MATERIALS PROVIDED:
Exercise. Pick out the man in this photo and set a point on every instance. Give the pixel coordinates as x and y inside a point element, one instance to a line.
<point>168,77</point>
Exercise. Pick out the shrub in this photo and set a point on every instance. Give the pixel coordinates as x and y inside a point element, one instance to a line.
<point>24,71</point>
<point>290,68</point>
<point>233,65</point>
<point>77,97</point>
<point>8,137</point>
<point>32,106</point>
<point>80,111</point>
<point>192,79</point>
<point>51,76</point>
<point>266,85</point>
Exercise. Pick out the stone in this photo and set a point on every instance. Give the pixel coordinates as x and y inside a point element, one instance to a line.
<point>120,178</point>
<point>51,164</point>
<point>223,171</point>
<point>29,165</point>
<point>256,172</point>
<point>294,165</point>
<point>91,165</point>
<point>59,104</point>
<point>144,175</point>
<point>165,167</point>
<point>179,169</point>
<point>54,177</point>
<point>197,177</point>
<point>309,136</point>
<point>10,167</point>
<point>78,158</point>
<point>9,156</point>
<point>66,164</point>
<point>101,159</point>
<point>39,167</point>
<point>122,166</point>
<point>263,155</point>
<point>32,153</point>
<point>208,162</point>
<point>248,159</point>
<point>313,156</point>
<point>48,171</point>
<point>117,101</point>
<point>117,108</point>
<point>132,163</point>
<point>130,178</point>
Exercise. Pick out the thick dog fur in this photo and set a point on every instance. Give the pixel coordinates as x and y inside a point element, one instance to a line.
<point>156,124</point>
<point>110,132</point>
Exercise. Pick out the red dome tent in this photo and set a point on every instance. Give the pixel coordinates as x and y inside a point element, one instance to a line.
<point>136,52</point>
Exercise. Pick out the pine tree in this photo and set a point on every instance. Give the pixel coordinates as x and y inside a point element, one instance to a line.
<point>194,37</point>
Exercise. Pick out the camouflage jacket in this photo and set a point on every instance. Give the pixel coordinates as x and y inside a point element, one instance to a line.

WHAT IS REQUIRED:
All the entries above need to be reproduced exactly.

SOLUTION:
Exercise. Pick out the man in this photo and set a point on every instance. Give the pixel coordinates as x and y inside a point element, one instance to a line.
<point>168,77</point>
Exercise. Pick out the shrub in this photo and set a point on every instance. Give the pixel coordinates as x and y inside a point element, one instance to a line.
<point>24,71</point>
<point>290,68</point>
<point>233,65</point>
<point>77,97</point>
<point>8,137</point>
<point>32,106</point>
<point>80,111</point>
<point>192,79</point>
<point>51,76</point>
<point>266,85</point>
Exercise. Pick out the stone in this photo and set a point on every instance. Give the pixel coordinates as x and y inside a point element, one instance to a line.
<point>120,178</point>
<point>51,164</point>
<point>223,171</point>
<point>29,165</point>
<point>256,172</point>
<point>294,165</point>
<point>91,165</point>
<point>59,104</point>
<point>144,175</point>
<point>165,167</point>
<point>179,169</point>
<point>54,177</point>
<point>197,177</point>
<point>309,136</point>
<point>10,167</point>
<point>78,158</point>
<point>9,156</point>
<point>66,164</point>
<point>101,159</point>
<point>39,167</point>
<point>122,166</point>
<point>263,155</point>
<point>32,153</point>
<point>208,162</point>
<point>248,159</point>
<point>313,156</point>
<point>48,171</point>
<point>117,101</point>
<point>117,108</point>
<point>132,163</point>
<point>130,178</point>
Exercise. Pick out the thick dog fur in this photo and set a point on every instance. Give the pixel coordinates as x and y inside a point element, one instance to a line.
<point>156,124</point>
<point>110,132</point>
Exercise. Pick out the red dome tent in this photo and set a point on every instance. Give the pixel coordinates as x and y inside a point element, one instance to a line.
<point>136,52</point>
Exercise. Pick out the pine tree in this photo and set a point on every instance. Give the pixel coordinates as x and y inside a point element, one instance to a line.
<point>194,37</point>
Exercise. Pick out the camouflage jacket in this photo and set a point on every instance. Give the pixel coordinates as x and y inside a point element, one instance to a line.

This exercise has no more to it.